** Text provided follows **
We also found that China's increasing numbers came at the cost of quality: enrollments are increasing at all but the top universities without corresponding increases in faculty and infrastructure.
The growth in India’s graduation rates was coming largely from private educational institutions, the quality of which varied significantly: some provided good-quality education; the majority, however, did not.
Sending R&D abroad
Our interviews with 78 senior executives of US corporations involved in outsourcing engineering work revealed that India and China were their top destinations for R&D work, with Mexico in third place. The data these companies provided — on time to fill open positions, signup bonuses, and acceptance rates of job offers for engineering — showed no indication of a tightening job market. In other words, they were not experiencing shortages of engineers in the United States. The reasons they named for going offshore concerned salary and personnel savings, overhead-cost savings, 24x7 continuous-development cycles, access to new markets, and proximity to growing markets. These companies reported that American engineers produced work of better or equal quality and were at least as productive as their Indian and Chinese counterparts. Moreover, American engineers had advantages in education, cultural understanding, communications, and their understanding of markets. But Indian and Chinese engineers worked harder and cost significantly less.
When asked about current work being assigned overseas, nearly half of the companies we interviewed said they would hire engineers regardless of education level and would train them. Bachelor’s degrees in engineering weren’t mandatory prerequisites.
The vast majority of companies stated their intent to continue to outsource — and their expectation to outsource higher-level research and development to these countries. They indicated that for these advanced R&D jobs, they preferred Masters and PhD degree holders.
** End of Text provided **
▶ [Exercise instructions]:
1 > Translate this sentence from the text on engineering graduates and outsourcing into Spanish: "In other words, they were not experiencing shortages of engineers in the United States."
2 > Answer these questions from the text on engineering graduates and outsourcing:
(a) Where was the growth in India's graduation rates largely coming from?
(b) Which country ranked third as a destination for R&D work?
(c) How many senior executives of US corporations were interviewed?
3 > Edit the text on engineering graduates and outsourcing. Start at the words "The growth in", stop after "however, did not.", and replace "private" with "for-profit".
** Stored data follows **
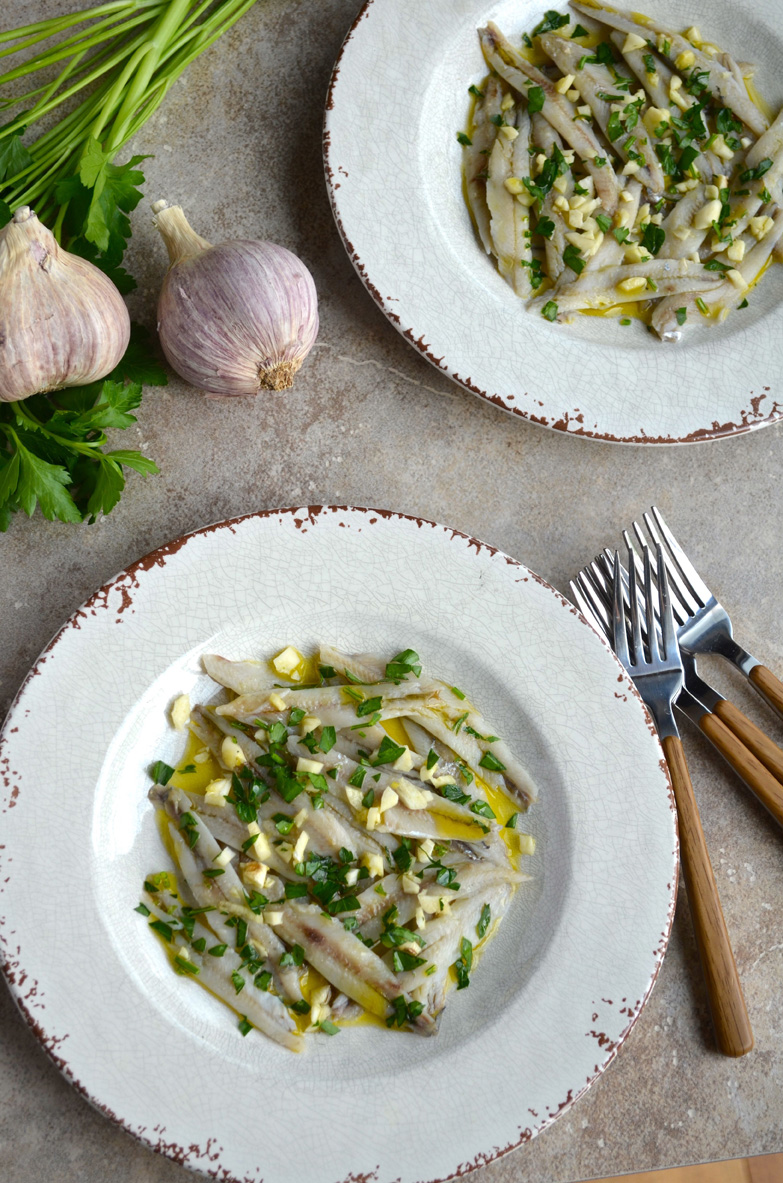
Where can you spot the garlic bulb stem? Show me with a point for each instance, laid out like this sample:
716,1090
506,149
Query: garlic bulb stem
181,240
62,320
237,317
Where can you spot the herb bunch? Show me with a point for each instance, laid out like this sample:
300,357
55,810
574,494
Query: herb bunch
94,77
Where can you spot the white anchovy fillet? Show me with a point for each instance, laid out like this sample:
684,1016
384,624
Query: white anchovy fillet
305,854
594,81
264,1010
545,137
483,136
243,677
364,666
225,890
724,295
342,958
557,109
720,83
600,289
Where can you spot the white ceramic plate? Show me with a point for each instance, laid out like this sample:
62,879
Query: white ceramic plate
398,96
558,988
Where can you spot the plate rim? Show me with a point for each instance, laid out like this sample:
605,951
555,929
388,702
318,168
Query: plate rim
14,975
569,421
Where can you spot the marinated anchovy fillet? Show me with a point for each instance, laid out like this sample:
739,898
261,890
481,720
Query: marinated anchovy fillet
587,156
354,840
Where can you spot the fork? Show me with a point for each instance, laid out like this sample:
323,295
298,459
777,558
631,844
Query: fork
658,677
752,755
704,624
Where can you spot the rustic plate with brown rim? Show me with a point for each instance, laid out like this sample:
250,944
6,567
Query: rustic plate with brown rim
398,96
558,988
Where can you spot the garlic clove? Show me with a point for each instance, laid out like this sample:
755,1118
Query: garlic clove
62,320
237,317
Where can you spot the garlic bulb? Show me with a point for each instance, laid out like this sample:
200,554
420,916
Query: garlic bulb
237,317
62,321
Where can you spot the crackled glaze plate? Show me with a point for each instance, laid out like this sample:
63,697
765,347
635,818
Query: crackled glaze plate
558,988
398,96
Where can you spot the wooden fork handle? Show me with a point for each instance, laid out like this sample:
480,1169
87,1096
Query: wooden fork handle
768,686
725,994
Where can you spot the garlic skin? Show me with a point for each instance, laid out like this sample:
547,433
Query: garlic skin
237,317
62,321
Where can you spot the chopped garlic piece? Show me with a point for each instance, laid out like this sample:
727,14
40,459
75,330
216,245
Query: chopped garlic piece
761,226
374,864
286,663
354,796
633,41
256,873
632,285
220,788
403,763
709,213
261,848
180,712
388,799
309,765
231,754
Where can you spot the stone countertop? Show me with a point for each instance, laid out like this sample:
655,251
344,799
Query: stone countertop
370,422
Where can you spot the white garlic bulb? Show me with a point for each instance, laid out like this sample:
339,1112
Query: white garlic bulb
237,317
62,321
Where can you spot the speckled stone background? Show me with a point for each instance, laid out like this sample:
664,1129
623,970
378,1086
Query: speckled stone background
238,143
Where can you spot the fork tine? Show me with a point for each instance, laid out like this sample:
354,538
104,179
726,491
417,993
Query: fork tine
680,613
619,615
633,601
668,639
595,603
649,606
684,576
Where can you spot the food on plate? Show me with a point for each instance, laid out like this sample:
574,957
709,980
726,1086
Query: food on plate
63,322
614,166
345,835
237,317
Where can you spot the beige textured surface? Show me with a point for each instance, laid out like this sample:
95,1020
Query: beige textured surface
369,422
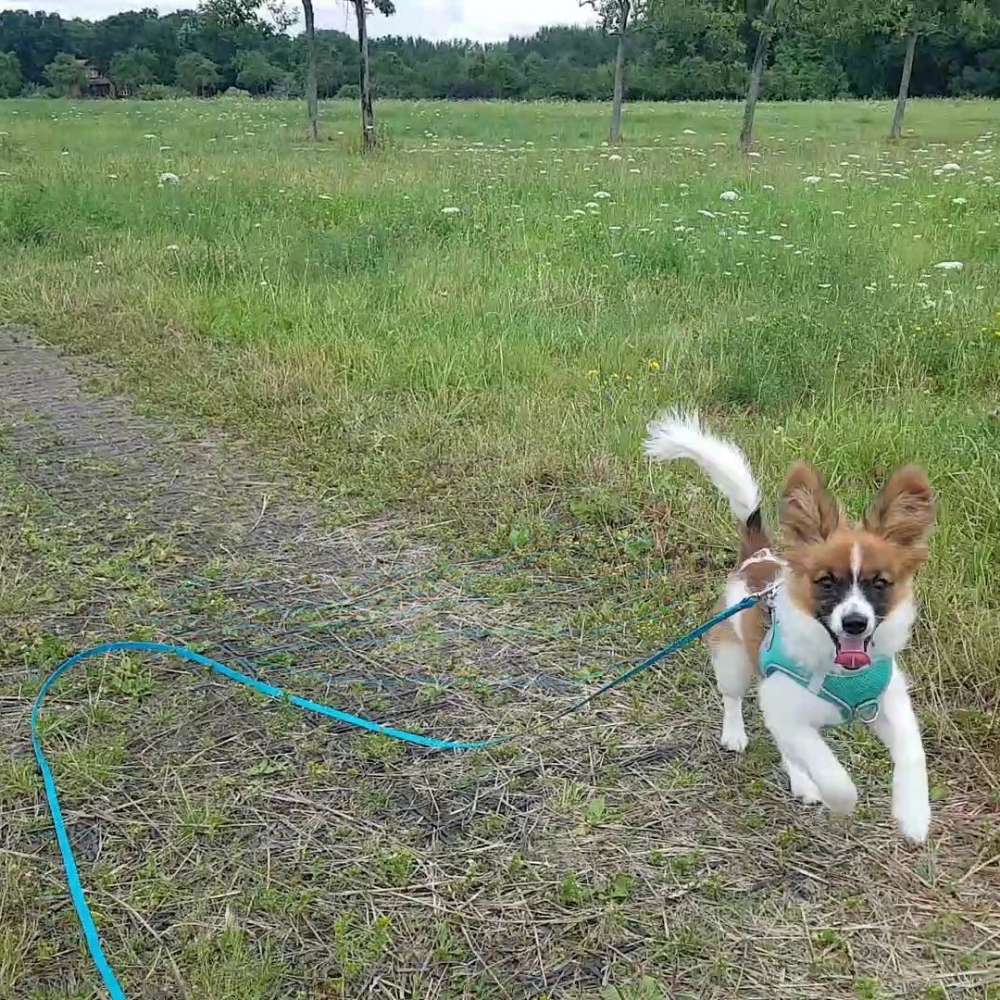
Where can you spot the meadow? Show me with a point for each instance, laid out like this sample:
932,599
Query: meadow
462,338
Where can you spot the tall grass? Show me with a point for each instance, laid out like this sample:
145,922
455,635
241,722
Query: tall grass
493,366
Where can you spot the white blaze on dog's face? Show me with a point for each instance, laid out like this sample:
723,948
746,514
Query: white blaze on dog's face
** End of Stored data **
▶ [Task-by-task results]:
1 > En otras palabras, no estaban experimentando escasez de ingenieros en los Estados Unidos.

2 >
(a) Private educational institutions
(b) Mexico
(c) 78

3 >
The growth in India’s graduation rates was coming largely from for-profit educational institutions, the quality of which varied significantly: some provided good-quality education; the majority, however, did not.